Texto fuente:
________
Carlos Losilla.
Primer largometraje de Adrián Orr, basado a su vez en su corto Buenos días, resistencia (2013), esta es una película misteriosa e inquietante. Y no tanto por lo que cuenta como por el modo en que lo cuenta. El relato no podría ser más evidente: la vida cotidiana de un cantante de rap conocido por Niñato que también es padre de familia. Pero la forma es proteica y desconcertante, pues tan pronto nos encontramos ante un documental clásico, ante una cámara que no puede parar de moverse con el fin de captar una realidad igualmente cambiante, como asistimos perplejos a la transformación de ese monótono universo en un mundo paralelo, angustioso y terrorífico, pero también jubiloso y exultante. No se trata, por lo tanto, de cruzar la consabida frontera que separa realidad y ficción. Si Niñato es una película singular, si sus imágenes nos arrastran hasta el punto de dejarnos exhaustos al final de la partida, se debe a que su puesta en escena se organiza como una serie de revelaciones: tras las apariencias de la vida diaria se ocultan las pequeñas epifanías que nos la hacen soportable, esas que a veces solo el cine es capaz de sacar a la luz.
________
Datos proporcionados:
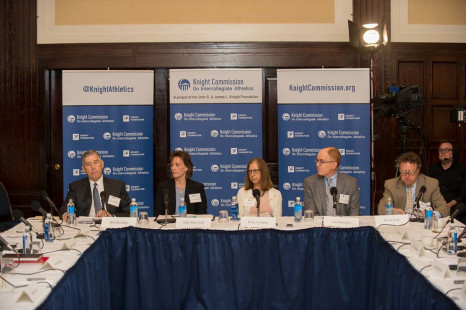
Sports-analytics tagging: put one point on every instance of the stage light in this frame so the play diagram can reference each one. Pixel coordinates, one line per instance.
(371, 36)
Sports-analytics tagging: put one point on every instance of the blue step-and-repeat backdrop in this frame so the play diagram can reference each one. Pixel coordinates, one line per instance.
(318, 108)
(111, 112)
(216, 116)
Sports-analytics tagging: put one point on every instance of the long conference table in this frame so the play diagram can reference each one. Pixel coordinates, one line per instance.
(306, 266)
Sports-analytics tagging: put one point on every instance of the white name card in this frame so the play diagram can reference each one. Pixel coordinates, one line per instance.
(440, 269)
(118, 222)
(52, 263)
(394, 220)
(341, 221)
(193, 222)
(68, 244)
(258, 222)
(417, 247)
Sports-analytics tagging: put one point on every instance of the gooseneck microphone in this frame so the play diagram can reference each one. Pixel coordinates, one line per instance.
(165, 205)
(46, 197)
(422, 190)
(103, 200)
(35, 205)
(334, 192)
(459, 209)
(6, 244)
(257, 194)
(18, 216)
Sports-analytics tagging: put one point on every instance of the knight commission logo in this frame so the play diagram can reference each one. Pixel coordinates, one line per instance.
(184, 85)
(71, 119)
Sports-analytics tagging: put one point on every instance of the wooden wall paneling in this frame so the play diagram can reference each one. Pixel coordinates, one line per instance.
(445, 80)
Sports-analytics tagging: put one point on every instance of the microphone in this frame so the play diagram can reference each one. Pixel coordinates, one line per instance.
(257, 194)
(165, 199)
(165, 203)
(35, 205)
(460, 209)
(422, 190)
(6, 244)
(18, 216)
(46, 197)
(103, 199)
(334, 192)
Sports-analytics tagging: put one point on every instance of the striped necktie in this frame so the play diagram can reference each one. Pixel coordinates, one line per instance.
(329, 197)
(409, 199)
(97, 203)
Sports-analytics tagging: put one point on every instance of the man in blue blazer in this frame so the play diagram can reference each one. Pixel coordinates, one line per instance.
(317, 187)
(85, 192)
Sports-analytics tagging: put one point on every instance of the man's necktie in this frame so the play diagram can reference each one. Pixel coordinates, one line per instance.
(329, 197)
(409, 199)
(97, 203)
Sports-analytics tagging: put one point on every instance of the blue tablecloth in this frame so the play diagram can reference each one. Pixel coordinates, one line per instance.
(318, 268)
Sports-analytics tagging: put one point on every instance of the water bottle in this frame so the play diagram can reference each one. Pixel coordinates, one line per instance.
(182, 208)
(133, 208)
(428, 220)
(452, 240)
(298, 210)
(389, 207)
(234, 209)
(27, 241)
(48, 228)
(71, 213)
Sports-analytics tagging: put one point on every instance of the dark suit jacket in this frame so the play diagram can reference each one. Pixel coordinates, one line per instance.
(396, 189)
(80, 192)
(315, 196)
(192, 187)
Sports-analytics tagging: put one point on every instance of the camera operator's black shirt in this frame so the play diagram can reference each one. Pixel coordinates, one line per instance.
(452, 181)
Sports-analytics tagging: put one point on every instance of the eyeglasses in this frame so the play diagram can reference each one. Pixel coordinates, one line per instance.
(410, 173)
(320, 162)
(443, 151)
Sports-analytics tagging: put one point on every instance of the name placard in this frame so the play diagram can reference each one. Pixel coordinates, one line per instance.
(29, 295)
(417, 247)
(258, 222)
(193, 222)
(440, 269)
(396, 220)
(118, 222)
(341, 222)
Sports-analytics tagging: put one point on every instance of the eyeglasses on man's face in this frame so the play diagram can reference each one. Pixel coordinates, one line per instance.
(409, 172)
(443, 151)
(320, 161)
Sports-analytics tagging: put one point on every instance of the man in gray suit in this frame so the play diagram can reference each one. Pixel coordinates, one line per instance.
(85, 193)
(404, 189)
(317, 187)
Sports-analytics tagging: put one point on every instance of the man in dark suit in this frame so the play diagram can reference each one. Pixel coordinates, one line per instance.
(317, 187)
(404, 189)
(85, 193)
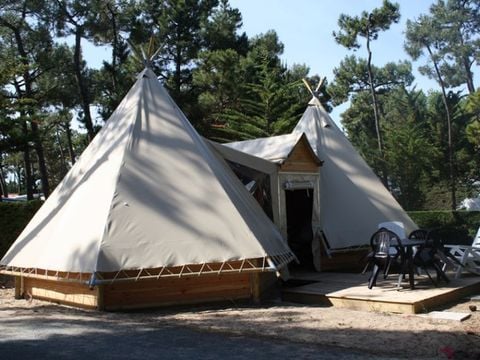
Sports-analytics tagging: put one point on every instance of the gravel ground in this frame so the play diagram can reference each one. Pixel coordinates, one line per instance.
(39, 330)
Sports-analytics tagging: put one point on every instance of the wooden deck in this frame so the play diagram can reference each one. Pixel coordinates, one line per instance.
(348, 290)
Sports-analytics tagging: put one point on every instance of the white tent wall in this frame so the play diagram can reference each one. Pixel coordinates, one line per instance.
(148, 199)
(353, 199)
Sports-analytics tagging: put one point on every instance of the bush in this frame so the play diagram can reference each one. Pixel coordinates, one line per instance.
(454, 227)
(14, 216)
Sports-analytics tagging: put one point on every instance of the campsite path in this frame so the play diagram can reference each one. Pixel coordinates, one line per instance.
(40, 330)
(53, 332)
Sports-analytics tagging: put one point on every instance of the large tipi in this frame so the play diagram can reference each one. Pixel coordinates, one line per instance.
(349, 201)
(150, 214)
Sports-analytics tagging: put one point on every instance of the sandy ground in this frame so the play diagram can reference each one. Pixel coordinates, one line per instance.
(382, 334)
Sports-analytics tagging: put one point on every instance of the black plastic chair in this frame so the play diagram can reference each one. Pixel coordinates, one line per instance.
(380, 257)
(430, 254)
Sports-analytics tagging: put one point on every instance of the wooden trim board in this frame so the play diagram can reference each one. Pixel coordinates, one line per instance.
(350, 291)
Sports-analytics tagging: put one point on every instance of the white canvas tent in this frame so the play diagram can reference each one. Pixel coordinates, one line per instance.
(352, 199)
(148, 199)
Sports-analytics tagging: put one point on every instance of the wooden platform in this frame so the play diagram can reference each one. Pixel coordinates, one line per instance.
(348, 290)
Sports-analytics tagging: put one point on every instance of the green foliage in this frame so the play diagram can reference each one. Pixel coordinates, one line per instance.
(367, 25)
(454, 227)
(13, 218)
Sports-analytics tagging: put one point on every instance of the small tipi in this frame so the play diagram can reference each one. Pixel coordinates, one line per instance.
(349, 201)
(150, 214)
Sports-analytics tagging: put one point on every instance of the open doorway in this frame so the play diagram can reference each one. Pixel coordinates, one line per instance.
(299, 204)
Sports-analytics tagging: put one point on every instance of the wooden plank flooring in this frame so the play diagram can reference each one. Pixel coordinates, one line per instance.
(350, 291)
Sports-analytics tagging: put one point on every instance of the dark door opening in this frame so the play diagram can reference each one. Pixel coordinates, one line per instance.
(299, 225)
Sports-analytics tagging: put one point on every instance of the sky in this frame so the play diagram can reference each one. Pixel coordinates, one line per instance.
(305, 28)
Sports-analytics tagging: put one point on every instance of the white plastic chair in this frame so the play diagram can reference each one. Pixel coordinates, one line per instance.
(395, 226)
(468, 256)
(398, 229)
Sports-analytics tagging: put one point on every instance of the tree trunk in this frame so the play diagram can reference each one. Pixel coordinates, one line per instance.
(376, 114)
(62, 153)
(42, 166)
(85, 101)
(3, 183)
(451, 155)
(469, 74)
(28, 165)
(28, 94)
(114, 49)
(68, 133)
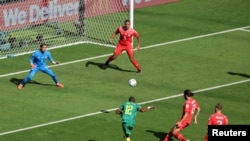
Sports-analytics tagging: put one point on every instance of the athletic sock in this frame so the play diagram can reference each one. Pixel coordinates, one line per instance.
(109, 60)
(179, 137)
(136, 64)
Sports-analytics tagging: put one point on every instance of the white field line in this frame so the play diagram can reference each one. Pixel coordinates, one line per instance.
(146, 47)
(110, 110)
(245, 30)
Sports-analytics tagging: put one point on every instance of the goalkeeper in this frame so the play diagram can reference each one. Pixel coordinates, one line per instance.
(38, 63)
(128, 111)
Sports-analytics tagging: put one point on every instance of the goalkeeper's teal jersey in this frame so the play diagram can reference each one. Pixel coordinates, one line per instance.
(129, 112)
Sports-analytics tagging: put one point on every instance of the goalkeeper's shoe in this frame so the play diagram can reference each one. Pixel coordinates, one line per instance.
________
Responde, según el texto fuente, a estas preguntas:
(a) ¿En qué cortometraje de Adrián Orr se basa la película?
(b) ¿Por qué nombre se conoce al cantante de rap cuya vida cotidiana narra el relato?
(c) ¿Cómo se organiza la puesta en escena de la película?

Resultado:
(a) En *Buenos días, resistencia* (2013).
(b) Por Niñato.
(c) Como una serie de revelaciones.